EXERCISE PROMPT: Count the lines in the listing below that contain the word "woman", matching case exactly, and give only that number.

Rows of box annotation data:
+-------+
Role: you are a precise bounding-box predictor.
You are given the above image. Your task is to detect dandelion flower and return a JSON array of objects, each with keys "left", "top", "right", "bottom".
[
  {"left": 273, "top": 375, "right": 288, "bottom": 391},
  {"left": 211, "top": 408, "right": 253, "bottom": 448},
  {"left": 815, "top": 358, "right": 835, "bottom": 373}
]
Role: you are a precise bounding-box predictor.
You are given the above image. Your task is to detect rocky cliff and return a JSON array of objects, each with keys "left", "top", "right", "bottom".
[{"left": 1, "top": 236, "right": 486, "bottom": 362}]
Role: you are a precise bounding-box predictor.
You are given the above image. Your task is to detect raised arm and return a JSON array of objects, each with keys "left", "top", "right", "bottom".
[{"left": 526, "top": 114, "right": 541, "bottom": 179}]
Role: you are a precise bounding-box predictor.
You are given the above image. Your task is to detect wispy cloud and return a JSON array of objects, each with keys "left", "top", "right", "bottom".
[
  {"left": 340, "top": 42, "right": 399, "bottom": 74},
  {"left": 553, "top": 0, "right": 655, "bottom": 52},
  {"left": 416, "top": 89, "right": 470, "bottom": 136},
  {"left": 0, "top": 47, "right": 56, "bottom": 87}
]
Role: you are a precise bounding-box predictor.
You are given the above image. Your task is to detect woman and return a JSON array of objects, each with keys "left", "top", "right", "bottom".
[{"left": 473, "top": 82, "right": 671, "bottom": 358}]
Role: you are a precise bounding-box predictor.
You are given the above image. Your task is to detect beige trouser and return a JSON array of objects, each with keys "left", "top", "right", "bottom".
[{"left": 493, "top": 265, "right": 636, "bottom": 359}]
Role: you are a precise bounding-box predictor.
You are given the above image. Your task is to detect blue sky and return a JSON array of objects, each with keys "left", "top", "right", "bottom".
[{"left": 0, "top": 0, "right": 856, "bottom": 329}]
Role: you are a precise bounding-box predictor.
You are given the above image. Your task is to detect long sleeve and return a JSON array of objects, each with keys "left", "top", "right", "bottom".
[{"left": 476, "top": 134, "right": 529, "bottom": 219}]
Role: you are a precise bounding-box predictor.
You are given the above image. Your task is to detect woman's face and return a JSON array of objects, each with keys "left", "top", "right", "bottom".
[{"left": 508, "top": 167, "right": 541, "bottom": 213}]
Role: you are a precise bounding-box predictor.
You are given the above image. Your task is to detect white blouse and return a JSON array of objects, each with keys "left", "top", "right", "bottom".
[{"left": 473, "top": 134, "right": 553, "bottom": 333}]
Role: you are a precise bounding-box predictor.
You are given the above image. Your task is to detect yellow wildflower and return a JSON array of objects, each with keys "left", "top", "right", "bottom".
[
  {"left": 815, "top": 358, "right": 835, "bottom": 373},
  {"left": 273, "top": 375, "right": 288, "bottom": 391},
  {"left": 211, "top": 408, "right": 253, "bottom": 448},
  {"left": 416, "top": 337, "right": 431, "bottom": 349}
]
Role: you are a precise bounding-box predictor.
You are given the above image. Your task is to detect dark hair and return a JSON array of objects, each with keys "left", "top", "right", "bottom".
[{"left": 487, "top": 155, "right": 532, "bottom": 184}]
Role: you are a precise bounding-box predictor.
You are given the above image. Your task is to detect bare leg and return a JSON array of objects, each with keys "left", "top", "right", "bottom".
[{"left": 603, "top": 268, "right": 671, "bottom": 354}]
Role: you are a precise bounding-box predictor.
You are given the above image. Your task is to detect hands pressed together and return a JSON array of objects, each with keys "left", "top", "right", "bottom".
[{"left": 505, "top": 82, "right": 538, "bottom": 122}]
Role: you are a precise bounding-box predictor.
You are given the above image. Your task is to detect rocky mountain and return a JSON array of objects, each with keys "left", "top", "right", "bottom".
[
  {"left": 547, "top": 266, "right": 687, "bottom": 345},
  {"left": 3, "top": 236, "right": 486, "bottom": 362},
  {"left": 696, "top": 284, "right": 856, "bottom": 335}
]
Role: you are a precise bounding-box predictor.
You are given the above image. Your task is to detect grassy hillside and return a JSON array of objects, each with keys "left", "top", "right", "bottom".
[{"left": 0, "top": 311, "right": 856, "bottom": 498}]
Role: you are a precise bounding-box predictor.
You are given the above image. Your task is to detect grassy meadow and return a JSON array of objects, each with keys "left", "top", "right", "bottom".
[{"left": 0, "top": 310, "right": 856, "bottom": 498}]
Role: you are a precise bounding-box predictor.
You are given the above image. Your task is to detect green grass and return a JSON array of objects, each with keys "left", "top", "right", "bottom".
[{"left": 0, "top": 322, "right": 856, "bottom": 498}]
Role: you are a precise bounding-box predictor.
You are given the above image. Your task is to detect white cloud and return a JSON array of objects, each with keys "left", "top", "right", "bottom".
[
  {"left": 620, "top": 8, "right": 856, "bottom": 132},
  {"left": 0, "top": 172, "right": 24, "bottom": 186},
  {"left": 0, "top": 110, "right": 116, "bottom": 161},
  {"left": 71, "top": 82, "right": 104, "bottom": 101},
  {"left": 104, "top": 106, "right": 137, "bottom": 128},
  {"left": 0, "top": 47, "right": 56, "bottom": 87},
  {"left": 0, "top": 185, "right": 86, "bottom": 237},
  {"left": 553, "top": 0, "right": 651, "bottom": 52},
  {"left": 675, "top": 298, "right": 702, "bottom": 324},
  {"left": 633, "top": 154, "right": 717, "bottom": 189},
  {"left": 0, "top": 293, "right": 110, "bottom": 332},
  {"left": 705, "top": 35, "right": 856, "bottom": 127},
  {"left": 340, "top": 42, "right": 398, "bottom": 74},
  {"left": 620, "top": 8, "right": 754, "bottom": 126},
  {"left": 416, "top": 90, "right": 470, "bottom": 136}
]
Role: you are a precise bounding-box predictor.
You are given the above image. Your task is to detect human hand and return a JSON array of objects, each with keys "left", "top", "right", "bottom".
+-------+
TASK OUTPUT: 2